■ WHAT THE TASK ASKS ■
Look in the data below for the line that contains "Could you point at the apartment". Copy that line and the remaining lines exactly.

#####

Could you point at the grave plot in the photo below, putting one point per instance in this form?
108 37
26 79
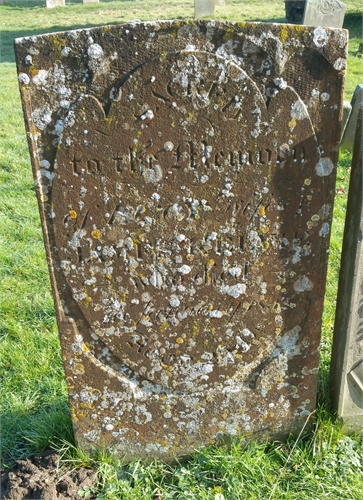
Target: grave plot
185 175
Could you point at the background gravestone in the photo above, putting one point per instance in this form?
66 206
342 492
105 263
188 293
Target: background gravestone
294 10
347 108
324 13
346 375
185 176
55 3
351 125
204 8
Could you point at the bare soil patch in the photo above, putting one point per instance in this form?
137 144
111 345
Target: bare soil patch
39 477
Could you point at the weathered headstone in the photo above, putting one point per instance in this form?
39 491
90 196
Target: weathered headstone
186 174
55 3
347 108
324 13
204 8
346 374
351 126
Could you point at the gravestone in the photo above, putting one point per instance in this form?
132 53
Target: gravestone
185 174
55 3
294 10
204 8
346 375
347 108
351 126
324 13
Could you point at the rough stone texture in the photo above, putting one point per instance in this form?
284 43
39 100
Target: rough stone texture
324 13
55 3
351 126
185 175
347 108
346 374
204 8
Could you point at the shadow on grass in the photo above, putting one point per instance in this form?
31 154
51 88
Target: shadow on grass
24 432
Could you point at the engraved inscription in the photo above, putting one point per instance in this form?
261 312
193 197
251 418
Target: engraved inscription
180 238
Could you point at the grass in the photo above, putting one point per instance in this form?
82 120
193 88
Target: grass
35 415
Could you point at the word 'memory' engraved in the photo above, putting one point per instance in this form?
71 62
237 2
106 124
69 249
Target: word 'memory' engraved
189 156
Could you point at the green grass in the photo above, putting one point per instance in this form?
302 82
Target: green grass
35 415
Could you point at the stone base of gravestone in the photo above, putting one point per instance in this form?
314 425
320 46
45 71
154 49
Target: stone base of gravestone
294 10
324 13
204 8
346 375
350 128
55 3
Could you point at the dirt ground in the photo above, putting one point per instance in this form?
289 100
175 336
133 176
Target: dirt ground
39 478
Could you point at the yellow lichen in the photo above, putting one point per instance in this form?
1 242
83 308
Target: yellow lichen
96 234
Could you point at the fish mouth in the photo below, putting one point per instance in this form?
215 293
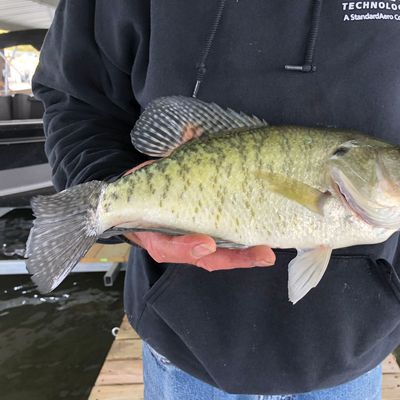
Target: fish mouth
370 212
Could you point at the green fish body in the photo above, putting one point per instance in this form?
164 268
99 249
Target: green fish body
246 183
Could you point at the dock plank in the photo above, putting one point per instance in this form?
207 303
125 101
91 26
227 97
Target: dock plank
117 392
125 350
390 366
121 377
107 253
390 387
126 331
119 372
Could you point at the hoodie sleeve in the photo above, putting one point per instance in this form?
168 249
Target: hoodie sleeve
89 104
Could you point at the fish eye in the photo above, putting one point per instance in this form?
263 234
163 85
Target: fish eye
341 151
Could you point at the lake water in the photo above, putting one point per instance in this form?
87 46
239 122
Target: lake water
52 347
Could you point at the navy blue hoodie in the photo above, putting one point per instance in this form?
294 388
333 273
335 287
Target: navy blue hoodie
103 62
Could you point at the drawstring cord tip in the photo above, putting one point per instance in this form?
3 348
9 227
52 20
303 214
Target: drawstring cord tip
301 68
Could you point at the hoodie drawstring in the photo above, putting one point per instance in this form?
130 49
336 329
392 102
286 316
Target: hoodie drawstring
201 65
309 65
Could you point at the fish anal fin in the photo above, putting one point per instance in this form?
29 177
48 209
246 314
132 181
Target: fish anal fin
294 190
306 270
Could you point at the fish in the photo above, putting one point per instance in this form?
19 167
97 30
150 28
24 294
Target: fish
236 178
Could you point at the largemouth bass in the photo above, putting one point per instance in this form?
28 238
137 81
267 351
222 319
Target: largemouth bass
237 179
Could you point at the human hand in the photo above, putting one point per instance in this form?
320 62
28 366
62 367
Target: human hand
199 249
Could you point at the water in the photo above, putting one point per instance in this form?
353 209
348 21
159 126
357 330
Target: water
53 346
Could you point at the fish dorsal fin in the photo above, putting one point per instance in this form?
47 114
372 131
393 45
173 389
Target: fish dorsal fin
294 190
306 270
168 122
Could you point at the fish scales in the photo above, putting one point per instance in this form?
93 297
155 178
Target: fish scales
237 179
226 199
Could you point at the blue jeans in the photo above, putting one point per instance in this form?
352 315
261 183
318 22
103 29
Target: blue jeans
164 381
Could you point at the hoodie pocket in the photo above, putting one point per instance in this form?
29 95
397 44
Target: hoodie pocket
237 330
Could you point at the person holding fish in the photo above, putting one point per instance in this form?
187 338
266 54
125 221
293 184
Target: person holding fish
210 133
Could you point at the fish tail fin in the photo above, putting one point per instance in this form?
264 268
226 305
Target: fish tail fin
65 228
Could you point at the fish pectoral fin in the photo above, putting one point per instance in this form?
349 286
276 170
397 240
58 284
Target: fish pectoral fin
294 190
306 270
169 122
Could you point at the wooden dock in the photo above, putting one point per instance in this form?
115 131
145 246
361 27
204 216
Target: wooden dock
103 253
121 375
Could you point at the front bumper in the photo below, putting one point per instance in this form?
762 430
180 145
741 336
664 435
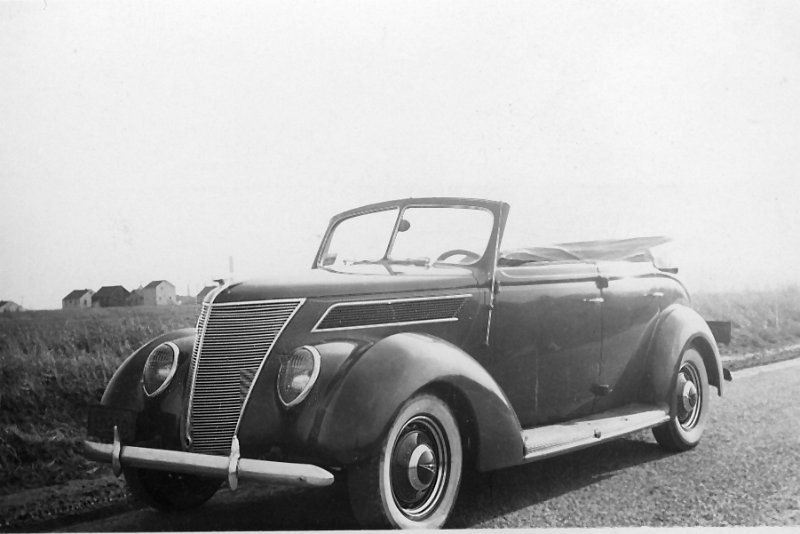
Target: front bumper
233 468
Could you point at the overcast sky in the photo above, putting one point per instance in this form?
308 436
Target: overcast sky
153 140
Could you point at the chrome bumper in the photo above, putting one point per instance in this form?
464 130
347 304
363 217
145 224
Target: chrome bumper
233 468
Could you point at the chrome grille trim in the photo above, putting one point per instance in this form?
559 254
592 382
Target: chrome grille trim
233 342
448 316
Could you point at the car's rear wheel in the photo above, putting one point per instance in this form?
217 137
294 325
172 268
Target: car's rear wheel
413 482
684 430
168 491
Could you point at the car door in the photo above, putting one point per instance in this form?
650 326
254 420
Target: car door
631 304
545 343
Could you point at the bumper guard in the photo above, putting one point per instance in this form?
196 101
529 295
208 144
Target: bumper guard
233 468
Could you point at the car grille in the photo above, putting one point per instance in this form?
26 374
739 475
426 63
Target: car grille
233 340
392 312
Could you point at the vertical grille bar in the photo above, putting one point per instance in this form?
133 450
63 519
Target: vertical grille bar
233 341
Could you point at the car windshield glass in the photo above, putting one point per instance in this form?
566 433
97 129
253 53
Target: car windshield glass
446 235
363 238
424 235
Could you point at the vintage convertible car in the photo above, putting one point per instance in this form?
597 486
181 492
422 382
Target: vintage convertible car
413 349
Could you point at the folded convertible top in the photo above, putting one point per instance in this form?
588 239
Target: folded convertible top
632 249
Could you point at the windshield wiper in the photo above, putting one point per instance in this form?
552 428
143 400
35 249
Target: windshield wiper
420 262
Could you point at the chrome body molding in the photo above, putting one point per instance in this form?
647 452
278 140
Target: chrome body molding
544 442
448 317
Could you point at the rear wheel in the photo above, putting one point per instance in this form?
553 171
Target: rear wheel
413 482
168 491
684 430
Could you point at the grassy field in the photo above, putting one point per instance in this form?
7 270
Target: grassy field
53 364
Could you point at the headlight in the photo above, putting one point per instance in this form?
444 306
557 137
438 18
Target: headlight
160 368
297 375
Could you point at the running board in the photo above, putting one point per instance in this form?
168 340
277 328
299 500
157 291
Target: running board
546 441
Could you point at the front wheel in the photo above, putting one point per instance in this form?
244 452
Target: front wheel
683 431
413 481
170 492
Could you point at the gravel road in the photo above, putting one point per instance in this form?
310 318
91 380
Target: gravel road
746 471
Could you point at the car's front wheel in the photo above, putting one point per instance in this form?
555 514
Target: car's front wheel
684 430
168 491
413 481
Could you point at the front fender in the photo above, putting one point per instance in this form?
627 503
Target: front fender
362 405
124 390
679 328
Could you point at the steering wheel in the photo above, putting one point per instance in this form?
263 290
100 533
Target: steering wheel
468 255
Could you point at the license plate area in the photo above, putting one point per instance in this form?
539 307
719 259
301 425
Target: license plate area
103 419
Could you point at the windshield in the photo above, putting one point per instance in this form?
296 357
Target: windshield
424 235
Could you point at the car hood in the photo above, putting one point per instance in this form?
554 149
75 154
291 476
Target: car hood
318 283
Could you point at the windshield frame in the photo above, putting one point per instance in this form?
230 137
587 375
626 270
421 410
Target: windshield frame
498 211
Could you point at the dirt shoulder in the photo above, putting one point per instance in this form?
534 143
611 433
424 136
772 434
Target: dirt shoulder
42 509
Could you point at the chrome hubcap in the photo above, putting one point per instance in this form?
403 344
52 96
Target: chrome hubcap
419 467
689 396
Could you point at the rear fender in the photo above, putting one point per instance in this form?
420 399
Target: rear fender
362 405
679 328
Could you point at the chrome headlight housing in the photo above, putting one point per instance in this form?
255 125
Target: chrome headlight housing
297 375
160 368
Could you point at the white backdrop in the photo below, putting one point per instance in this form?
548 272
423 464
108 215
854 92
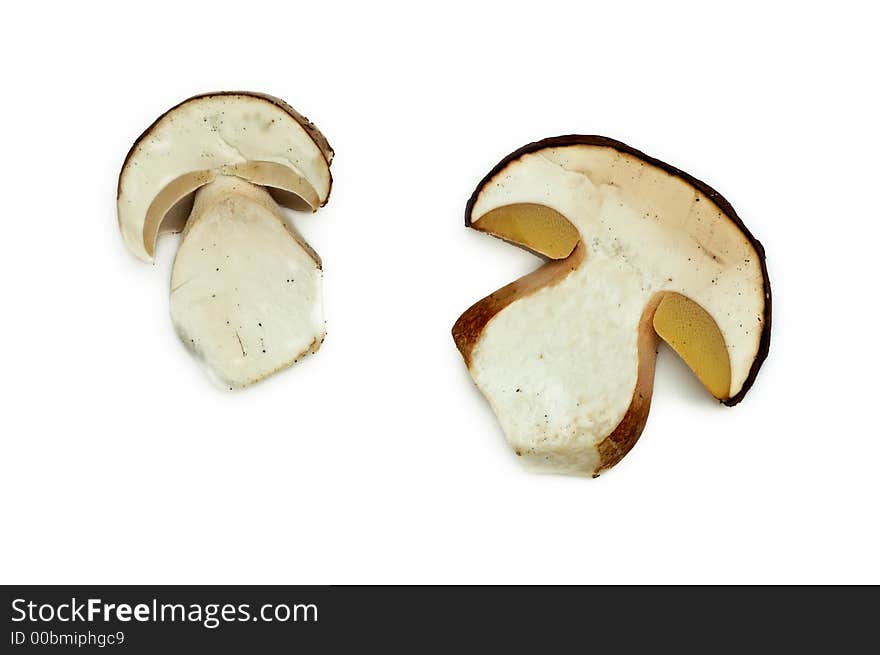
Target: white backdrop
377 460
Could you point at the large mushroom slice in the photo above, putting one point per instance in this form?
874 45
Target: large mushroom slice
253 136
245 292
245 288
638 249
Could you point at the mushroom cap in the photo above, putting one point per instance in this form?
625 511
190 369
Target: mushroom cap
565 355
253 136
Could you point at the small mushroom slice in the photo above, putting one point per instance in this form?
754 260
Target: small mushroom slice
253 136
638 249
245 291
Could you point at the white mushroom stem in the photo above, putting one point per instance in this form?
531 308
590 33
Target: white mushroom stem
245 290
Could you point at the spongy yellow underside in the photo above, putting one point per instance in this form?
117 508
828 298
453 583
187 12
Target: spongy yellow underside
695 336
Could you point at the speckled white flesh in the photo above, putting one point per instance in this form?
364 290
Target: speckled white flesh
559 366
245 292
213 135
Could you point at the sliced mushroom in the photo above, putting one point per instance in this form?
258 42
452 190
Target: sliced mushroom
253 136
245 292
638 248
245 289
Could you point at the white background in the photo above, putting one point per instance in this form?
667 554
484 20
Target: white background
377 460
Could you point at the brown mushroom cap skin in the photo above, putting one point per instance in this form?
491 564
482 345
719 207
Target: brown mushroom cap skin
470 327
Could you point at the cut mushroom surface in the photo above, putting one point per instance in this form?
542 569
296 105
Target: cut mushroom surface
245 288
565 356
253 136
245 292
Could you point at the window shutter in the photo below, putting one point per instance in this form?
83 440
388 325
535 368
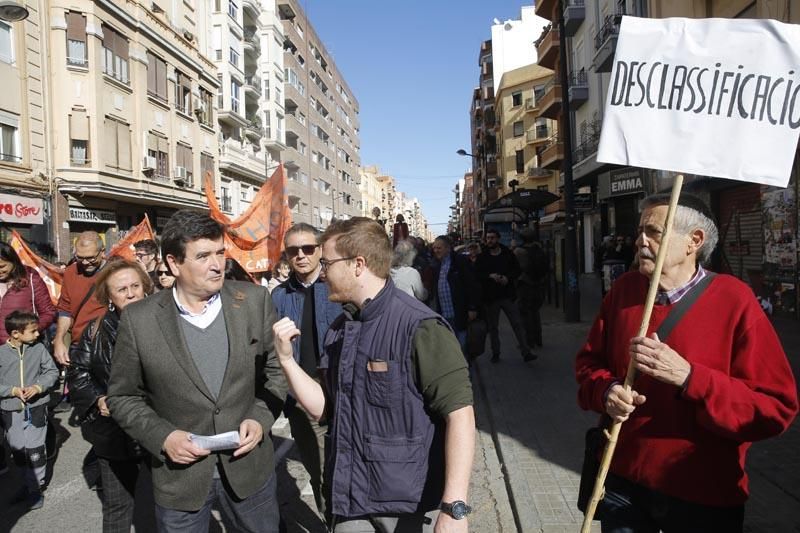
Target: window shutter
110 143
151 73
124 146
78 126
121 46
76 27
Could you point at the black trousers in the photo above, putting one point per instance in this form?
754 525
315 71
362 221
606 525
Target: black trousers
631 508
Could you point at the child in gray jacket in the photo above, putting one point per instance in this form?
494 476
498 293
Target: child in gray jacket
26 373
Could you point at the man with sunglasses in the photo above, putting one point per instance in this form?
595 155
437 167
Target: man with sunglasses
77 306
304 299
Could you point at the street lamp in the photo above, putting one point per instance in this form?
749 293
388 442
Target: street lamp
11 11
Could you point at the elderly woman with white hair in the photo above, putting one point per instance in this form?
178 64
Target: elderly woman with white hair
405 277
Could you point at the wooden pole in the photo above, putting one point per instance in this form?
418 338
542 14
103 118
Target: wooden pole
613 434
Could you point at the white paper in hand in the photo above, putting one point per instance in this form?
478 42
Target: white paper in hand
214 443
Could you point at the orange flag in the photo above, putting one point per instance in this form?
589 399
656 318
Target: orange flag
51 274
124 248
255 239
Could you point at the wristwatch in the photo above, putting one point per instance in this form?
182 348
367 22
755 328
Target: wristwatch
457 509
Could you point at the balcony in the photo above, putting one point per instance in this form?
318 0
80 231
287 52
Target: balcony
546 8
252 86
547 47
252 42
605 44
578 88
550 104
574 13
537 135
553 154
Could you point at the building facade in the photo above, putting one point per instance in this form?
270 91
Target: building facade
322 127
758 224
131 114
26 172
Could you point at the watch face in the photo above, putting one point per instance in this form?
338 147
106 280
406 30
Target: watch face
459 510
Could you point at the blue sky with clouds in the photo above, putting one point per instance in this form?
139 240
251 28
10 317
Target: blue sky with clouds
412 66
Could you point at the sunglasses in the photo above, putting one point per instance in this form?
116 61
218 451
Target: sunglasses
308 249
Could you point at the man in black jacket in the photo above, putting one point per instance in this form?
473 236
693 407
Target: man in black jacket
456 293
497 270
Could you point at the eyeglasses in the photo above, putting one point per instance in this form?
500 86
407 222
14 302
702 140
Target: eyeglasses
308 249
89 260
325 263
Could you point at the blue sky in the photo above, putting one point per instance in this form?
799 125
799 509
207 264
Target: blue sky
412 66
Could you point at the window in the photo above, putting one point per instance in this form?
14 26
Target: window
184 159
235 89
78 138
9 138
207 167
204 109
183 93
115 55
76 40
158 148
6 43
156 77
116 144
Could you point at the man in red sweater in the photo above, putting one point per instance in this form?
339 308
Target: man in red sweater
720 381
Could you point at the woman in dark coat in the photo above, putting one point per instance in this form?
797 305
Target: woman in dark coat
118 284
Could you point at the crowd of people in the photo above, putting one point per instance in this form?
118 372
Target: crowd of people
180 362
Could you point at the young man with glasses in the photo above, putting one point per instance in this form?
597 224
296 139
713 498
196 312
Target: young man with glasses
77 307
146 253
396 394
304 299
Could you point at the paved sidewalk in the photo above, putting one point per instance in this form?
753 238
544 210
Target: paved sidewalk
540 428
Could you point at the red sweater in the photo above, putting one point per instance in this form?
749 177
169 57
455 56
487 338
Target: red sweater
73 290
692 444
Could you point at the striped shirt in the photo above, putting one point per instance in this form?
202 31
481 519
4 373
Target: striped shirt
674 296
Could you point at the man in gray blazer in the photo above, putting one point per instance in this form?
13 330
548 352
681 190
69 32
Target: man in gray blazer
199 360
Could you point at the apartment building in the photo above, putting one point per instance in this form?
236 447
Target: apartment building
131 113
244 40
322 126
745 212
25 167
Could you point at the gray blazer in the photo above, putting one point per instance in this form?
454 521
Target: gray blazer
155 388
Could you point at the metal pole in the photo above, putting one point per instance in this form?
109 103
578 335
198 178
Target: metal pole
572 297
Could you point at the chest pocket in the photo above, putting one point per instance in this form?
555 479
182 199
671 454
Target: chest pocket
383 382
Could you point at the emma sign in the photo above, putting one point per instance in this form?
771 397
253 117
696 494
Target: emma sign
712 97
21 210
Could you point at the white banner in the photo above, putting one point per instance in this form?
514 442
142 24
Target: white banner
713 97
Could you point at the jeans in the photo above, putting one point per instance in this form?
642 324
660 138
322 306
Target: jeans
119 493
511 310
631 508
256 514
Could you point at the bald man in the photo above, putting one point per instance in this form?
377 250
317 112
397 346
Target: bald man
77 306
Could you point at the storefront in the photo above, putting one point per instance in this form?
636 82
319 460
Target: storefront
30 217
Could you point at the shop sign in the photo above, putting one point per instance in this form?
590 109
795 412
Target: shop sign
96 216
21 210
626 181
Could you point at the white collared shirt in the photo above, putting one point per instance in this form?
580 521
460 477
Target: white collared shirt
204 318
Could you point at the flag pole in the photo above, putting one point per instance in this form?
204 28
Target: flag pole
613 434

#####

■ EXERCISE SOLUTION ■
Could you point at the apartment building in the photo above, putting one point per instance in this form?
236 447
Target: apartment building
131 113
244 40
322 126
745 212
25 167
Could you point at the gray blazer in the photo above, putting one point per instance in this form?
454 521
Target: gray blazer
155 388
Could you point at the metal pole in the photo above, putting one point per instance in this form?
109 103
578 335
198 178
Target: metal pole
572 297
Could you point at the chest pocket in the photo above, putting one point per instance in this form?
555 479
182 199
671 454
Target: chest pocket
383 382
Could you point at the emma sign in the photo above, putting one point per instance in this form?
771 397
253 117
696 494
Target: emma sign
712 97
21 210
Could you point at the white banner in the photo above, putting one point per instance in this form?
514 442
142 24
Target: white banner
713 97
Could you point at the jeans in the photo above, putting one point per instance in this form?
642 324
660 138
322 306
Target: jeans
119 493
511 310
631 508
256 514
Could you point at the bald man in the photo above, putting one point per instance in this form?
377 250
317 112
397 346
Target: bald man
77 306
Could you point at the storefront in the photo above, putting one point per instance in this form?
636 82
319 460
Target: storefront
30 217
Could you point at the shop sign in the photo above, putting one point per instance in this form?
590 109
795 412
Target: shop sign
96 216
21 210
626 181
Could you point at the white collared shirt in the photo above, putting one point per instance in this form?
580 521
460 477
Target: white collared shirt
204 318
Could you point at the flag pole in the photo above, putting one point per instance in this form?
204 28
Target: flag pole
613 434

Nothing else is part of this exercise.